**Text provided:**
For Hegel, the Family achieves unity through its creation of children (PR §173 Addition). To this extent, he plainly endorses the traditional family model (see Haldane 2006). However, this is done on very non-traditional grounds. What guides Hegel’s thinking is his logic which brings together opposites in a creative unity producing some new, higher concept (PR §165). Likewise, Hegel saw men and women as embodying different features with their sexual union able to create children, not unlike the universal and particular giving birth to the concrete individual (PR §165).

These views have rightly been subjected to widespread criticism by feminists and others (Halper 2001, Knowles 2002, Ravven 1988, Stone 2002). A common argument is that Hegel’s justification of the Family is a poor defence of privileging men over women on the basis of his controversial dialectical method. Only men have the opportunity to engage outside the home in civil society and fully participate in the state. These critics claim that such a privilege should not be reserved for men alone for many, often obvious, reasons. It is also argued that his broad views about the essence of marriage as a permanent bond built on love can be achieved by non-traditional families, too. It is worth pointing out that Hegel’s talk of the Family is of an ideal. Hegel fathered a child outside of wedlock who he supported throughout his life. He sees himself as revealing the full development of right wherever it may take us, and what it requires from us or our institutions may be different from how we find them.

8. Civil society

Hegel’s civil society is primarily the place of work, as well as where he situates law and the legal system (see Sect. 5). Whereas the Family is ideally a relation of unity from a natural law for each other, this gives way to the pursuit of the particular individual within the system of needs (PR §182). The Family is a sphere where it is all for one and one for all. In civil society, the needs of all are met where I make my particular contribution in a pro-market economic vision accepting a natural division of labour (PR §189, 198).

**Data block:**

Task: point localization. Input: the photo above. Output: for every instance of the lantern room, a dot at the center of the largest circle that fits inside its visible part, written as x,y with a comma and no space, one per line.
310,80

**To-do list:**
1) In one to three sentences, explain why the Hegel passage calls his support for the traditional family model "very non-traditional."
2) Answer these questions about the Hegel passage, one line each:
(a) Through what does the Family achieve unity?
(b) According to the passage, who alone has the opportunity to engage in civil society outside the home and fully participate in the state?
(c) What is Hegel's civil society primarily?
Work only from the Hegel passage, not the listing.

**Outputs for the tasks:**
1) His support comes from his logic rather than from tradition. That logic brings opposites together in a creative unity that produces a new, higher concept. He saw men and women as embodying different features whose union creates children, much as the universal and particular give birth to the concrete individual.

2)
(a) Through its creation of children.
(b) Only men.
(c) The place of work, which is also where he situates law and the legal system.